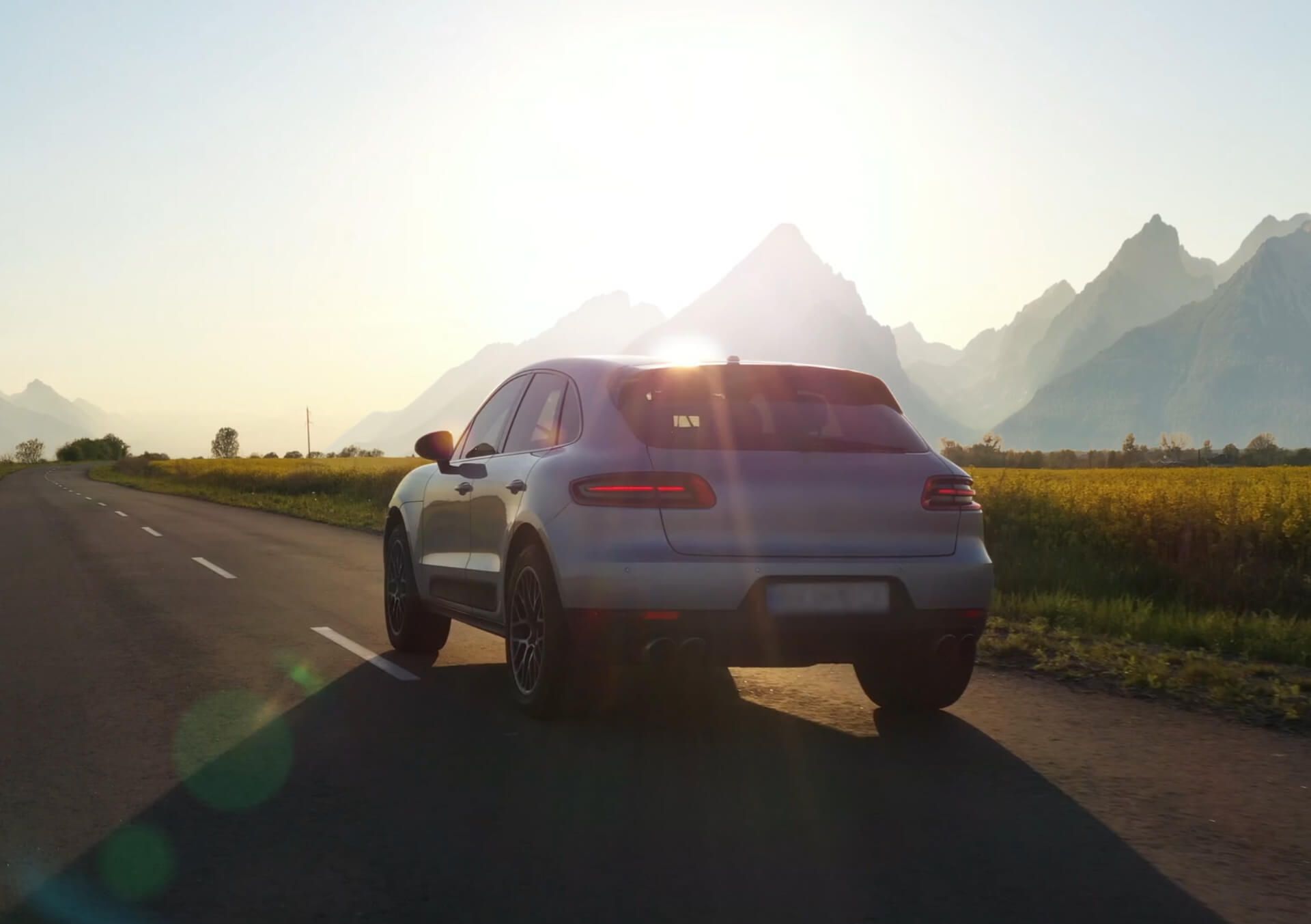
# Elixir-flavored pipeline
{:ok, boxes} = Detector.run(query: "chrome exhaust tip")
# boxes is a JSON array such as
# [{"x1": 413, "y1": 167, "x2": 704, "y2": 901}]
[{"x1": 678, "y1": 637, "x2": 707, "y2": 667}]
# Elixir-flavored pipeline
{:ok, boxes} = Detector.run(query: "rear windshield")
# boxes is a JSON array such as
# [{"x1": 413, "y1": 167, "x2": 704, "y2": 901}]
[{"x1": 617, "y1": 365, "x2": 928, "y2": 452}]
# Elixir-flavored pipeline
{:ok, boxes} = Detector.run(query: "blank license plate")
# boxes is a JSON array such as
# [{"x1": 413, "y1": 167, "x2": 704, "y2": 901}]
[{"x1": 764, "y1": 580, "x2": 892, "y2": 616}]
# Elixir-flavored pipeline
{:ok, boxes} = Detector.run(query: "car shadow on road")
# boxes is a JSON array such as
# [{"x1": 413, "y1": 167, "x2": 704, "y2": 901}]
[{"x1": 4, "y1": 664, "x2": 1220, "y2": 924}]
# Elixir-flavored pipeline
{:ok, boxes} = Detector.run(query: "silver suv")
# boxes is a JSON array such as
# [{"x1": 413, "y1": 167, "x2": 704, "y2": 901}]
[{"x1": 383, "y1": 356, "x2": 992, "y2": 716}]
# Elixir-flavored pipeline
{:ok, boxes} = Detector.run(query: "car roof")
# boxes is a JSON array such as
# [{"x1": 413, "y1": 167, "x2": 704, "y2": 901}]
[{"x1": 516, "y1": 355, "x2": 878, "y2": 379}]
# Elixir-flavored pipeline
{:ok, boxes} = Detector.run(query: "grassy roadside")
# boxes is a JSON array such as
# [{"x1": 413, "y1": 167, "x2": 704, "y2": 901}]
[
  {"x1": 89, "y1": 465, "x2": 400, "y2": 532},
  {"x1": 979, "y1": 609, "x2": 1311, "y2": 734}
]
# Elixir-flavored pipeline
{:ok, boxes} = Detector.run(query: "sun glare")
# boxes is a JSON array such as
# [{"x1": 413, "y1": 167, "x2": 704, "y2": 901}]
[{"x1": 651, "y1": 337, "x2": 725, "y2": 365}]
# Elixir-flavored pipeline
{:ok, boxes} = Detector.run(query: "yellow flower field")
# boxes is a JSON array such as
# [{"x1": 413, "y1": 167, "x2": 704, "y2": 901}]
[{"x1": 973, "y1": 466, "x2": 1311, "y2": 615}]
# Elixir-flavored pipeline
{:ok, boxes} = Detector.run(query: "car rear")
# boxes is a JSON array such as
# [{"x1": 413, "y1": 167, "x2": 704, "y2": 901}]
[{"x1": 537, "y1": 363, "x2": 992, "y2": 664}]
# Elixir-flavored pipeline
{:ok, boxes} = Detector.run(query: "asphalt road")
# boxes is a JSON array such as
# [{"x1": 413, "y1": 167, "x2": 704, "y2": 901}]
[{"x1": 0, "y1": 466, "x2": 1311, "y2": 924}]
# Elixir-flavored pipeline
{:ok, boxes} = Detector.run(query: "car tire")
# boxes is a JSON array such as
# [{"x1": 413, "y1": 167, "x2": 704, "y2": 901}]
[
  {"x1": 852, "y1": 640, "x2": 974, "y2": 712},
  {"x1": 383, "y1": 524, "x2": 451, "y2": 654},
  {"x1": 505, "y1": 543, "x2": 573, "y2": 718}
]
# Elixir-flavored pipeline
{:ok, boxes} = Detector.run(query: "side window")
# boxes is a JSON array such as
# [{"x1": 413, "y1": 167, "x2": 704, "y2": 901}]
[
  {"x1": 462, "y1": 375, "x2": 533, "y2": 459},
  {"x1": 560, "y1": 381, "x2": 582, "y2": 445},
  {"x1": 505, "y1": 372, "x2": 566, "y2": 452}
]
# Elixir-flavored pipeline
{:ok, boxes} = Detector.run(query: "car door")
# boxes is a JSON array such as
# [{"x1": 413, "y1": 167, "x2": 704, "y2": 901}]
[
  {"x1": 468, "y1": 372, "x2": 569, "y2": 611},
  {"x1": 418, "y1": 375, "x2": 531, "y2": 606}
]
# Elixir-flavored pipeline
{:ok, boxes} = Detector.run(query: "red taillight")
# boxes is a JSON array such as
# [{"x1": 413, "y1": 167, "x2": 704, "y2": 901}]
[
  {"x1": 569, "y1": 472, "x2": 714, "y2": 509},
  {"x1": 919, "y1": 475, "x2": 982, "y2": 511}
]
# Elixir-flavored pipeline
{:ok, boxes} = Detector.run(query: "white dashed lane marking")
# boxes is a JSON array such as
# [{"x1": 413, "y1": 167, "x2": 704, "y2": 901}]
[
  {"x1": 312, "y1": 625, "x2": 418, "y2": 680},
  {"x1": 191, "y1": 557, "x2": 238, "y2": 580}
]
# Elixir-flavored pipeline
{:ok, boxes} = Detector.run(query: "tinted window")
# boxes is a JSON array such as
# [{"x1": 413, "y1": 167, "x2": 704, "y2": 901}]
[
  {"x1": 464, "y1": 375, "x2": 530, "y2": 459},
  {"x1": 560, "y1": 381, "x2": 582, "y2": 443},
  {"x1": 505, "y1": 372, "x2": 567, "y2": 452},
  {"x1": 619, "y1": 365, "x2": 928, "y2": 452}
]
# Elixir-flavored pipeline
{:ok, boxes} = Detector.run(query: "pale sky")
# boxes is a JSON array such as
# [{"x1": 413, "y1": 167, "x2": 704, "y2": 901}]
[{"x1": 0, "y1": 0, "x2": 1311, "y2": 451}]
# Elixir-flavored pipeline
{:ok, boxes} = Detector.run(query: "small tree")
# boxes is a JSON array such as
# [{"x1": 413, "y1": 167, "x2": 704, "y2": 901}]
[
  {"x1": 1247, "y1": 432, "x2": 1280, "y2": 465},
  {"x1": 97, "y1": 432, "x2": 130, "y2": 459},
  {"x1": 1160, "y1": 432, "x2": 1193, "y2": 462},
  {"x1": 210, "y1": 428, "x2": 241, "y2": 459},
  {"x1": 13, "y1": 439, "x2": 46, "y2": 465}
]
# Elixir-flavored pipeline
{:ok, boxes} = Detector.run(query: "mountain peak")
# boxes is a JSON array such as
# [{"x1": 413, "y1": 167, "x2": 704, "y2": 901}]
[
  {"x1": 1110, "y1": 215, "x2": 1180, "y2": 268},
  {"x1": 738, "y1": 223, "x2": 828, "y2": 272}
]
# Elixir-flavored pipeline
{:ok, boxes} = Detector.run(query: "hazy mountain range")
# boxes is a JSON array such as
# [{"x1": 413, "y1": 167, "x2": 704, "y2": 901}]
[
  {"x1": 0, "y1": 379, "x2": 113, "y2": 458},
  {"x1": 15, "y1": 214, "x2": 1311, "y2": 455},
  {"x1": 998, "y1": 223, "x2": 1311, "y2": 448},
  {"x1": 329, "y1": 292, "x2": 664, "y2": 455}
]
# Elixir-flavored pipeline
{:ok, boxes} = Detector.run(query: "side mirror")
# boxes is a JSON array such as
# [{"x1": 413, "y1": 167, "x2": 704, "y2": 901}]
[{"x1": 414, "y1": 430, "x2": 455, "y2": 465}]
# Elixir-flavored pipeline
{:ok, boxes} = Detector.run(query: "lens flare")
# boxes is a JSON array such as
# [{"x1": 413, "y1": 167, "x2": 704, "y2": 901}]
[
  {"x1": 173, "y1": 689, "x2": 292, "y2": 811},
  {"x1": 96, "y1": 824, "x2": 177, "y2": 901}
]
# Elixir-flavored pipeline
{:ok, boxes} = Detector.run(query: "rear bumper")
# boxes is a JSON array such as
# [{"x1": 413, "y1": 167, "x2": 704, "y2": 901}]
[
  {"x1": 567, "y1": 607, "x2": 987, "y2": 667},
  {"x1": 554, "y1": 536, "x2": 992, "y2": 613}
]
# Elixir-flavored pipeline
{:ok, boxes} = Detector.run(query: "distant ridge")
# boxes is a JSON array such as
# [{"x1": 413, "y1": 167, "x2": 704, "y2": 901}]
[
  {"x1": 998, "y1": 225, "x2": 1311, "y2": 449},
  {"x1": 628, "y1": 224, "x2": 965, "y2": 445}
]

### Stated problem:
List every line in the rows above that contains the word "window", copying each line in full.

### Exercise solution:
{:ok, boxes} = Detector.run(query: "side window")
{:ok, boxes} = Detector.run(query: "tinted window")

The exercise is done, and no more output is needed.